Aim of the exercise –
All that is wanted is a word-for-word retyping of the lines from the one containing "The client would like the lamp" through the end of the material below.
+++ Records supplied +++
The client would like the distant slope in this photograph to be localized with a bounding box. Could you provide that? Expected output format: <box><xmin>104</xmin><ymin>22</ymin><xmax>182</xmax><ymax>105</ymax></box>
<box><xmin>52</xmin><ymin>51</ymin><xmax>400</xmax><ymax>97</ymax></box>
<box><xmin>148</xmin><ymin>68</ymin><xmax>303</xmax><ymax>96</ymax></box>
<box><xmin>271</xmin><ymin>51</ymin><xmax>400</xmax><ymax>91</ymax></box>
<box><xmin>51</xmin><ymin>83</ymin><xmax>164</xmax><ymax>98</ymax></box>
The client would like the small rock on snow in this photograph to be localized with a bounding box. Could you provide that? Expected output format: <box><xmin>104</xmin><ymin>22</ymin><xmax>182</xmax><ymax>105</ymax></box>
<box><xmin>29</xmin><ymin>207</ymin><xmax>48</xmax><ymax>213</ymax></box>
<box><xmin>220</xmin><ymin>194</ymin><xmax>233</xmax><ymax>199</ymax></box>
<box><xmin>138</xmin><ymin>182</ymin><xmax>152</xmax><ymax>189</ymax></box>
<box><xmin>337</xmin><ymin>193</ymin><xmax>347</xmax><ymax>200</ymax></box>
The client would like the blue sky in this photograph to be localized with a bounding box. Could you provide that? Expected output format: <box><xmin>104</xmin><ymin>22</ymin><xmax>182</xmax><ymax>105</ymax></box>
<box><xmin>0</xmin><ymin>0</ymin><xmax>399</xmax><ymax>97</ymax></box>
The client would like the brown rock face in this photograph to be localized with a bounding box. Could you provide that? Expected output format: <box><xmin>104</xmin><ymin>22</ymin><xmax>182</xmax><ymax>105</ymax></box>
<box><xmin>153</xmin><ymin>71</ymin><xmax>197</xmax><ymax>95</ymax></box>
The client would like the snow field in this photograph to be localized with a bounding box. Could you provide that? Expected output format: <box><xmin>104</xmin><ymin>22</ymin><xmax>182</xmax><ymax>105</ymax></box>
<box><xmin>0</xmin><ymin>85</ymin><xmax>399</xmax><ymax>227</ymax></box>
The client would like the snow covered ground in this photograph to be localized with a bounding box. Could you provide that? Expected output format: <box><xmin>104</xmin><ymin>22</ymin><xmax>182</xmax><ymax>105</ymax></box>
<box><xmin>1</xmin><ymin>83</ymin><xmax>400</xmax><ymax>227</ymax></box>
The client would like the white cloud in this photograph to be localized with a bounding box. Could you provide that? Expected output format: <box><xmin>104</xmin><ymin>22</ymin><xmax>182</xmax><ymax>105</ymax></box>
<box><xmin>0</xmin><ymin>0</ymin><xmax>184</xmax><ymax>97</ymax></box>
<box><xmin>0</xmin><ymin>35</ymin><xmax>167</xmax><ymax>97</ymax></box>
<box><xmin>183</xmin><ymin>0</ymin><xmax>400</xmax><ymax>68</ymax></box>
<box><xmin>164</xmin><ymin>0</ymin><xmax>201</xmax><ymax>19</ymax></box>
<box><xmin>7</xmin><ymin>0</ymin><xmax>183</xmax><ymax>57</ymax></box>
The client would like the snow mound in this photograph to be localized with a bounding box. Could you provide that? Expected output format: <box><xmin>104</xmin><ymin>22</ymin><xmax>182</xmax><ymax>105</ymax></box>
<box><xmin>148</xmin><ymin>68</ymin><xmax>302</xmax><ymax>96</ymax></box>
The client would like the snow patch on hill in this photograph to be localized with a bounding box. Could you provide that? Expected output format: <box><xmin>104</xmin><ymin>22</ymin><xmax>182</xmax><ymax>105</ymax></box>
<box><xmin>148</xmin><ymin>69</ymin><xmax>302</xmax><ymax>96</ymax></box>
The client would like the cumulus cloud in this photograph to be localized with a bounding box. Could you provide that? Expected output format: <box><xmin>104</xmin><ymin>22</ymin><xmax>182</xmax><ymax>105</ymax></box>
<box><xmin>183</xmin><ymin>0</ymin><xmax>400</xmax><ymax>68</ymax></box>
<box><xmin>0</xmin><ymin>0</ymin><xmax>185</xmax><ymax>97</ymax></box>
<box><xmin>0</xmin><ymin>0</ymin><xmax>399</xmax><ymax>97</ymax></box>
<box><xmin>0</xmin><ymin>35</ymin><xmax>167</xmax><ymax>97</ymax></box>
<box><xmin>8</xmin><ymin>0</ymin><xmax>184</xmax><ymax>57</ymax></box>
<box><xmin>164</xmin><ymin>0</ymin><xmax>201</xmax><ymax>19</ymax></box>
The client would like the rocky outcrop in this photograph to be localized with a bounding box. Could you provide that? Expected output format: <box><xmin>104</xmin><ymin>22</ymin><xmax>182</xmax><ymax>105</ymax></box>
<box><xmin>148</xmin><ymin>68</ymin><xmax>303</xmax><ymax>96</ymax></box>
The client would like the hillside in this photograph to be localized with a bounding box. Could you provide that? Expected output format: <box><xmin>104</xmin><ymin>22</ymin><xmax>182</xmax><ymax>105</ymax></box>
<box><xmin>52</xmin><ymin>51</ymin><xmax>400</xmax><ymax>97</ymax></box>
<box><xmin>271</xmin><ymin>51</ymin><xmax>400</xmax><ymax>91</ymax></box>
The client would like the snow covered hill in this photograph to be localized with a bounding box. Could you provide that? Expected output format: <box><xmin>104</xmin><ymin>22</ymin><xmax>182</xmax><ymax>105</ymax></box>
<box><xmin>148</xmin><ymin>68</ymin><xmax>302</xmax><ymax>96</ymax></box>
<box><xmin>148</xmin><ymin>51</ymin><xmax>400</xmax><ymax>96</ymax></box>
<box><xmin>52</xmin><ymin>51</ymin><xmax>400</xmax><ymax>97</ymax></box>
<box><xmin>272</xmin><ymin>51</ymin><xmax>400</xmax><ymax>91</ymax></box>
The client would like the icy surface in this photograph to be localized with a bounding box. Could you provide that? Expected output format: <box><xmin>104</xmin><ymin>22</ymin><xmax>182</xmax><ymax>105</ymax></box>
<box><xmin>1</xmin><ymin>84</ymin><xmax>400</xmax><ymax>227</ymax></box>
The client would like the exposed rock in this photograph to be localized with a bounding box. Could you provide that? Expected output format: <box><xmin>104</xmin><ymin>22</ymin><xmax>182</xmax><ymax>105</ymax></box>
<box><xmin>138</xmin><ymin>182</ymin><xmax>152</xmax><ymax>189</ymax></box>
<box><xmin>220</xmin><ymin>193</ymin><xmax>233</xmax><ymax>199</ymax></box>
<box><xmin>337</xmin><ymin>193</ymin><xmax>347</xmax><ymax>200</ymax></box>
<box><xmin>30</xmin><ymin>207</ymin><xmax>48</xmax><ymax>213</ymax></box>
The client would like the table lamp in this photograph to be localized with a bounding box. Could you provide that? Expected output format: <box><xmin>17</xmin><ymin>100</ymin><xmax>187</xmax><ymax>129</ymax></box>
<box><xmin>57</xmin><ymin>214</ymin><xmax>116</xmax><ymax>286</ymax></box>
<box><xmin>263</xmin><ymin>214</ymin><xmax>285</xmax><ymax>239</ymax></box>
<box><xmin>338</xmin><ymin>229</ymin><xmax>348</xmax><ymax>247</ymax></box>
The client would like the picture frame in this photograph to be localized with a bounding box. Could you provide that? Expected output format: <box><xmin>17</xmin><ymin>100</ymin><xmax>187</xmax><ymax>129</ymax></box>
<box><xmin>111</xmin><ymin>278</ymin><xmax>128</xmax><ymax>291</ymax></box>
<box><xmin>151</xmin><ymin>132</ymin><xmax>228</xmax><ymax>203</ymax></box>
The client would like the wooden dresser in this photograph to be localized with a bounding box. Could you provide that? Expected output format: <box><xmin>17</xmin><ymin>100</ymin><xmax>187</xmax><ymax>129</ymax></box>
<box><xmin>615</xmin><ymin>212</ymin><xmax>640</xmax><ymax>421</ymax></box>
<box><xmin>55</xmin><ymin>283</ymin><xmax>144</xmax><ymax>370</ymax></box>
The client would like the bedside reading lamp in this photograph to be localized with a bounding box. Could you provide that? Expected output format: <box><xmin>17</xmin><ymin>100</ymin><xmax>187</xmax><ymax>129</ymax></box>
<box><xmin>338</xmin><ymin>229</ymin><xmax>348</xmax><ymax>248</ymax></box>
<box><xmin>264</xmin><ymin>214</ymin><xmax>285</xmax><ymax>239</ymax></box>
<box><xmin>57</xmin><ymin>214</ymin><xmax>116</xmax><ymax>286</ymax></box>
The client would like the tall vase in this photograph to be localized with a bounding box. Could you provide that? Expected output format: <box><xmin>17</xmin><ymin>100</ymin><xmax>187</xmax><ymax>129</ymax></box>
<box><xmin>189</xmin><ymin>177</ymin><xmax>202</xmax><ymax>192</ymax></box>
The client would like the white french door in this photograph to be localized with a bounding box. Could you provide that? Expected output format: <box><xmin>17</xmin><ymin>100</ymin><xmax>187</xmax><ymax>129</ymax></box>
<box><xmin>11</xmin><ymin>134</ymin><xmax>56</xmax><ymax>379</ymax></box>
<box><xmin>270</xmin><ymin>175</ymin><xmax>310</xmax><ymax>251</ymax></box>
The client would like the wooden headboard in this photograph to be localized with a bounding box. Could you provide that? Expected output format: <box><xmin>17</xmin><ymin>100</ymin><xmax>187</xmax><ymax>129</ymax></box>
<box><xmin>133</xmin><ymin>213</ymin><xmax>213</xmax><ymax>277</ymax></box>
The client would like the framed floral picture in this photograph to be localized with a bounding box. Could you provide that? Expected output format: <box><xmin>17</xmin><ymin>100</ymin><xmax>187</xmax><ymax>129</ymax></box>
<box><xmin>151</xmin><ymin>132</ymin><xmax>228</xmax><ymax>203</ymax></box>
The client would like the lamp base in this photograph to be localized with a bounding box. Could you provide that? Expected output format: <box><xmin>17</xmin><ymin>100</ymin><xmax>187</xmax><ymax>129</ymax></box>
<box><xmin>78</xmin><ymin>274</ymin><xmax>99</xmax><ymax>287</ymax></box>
+++
Answer for this exercise –
The client would like the lamp base in this photograph to be localized with a bounding box. Could you provide that? Expected output format: <box><xmin>17</xmin><ymin>100</ymin><xmax>187</xmax><ymax>129</ymax></box>
<box><xmin>78</xmin><ymin>274</ymin><xmax>99</xmax><ymax>287</ymax></box>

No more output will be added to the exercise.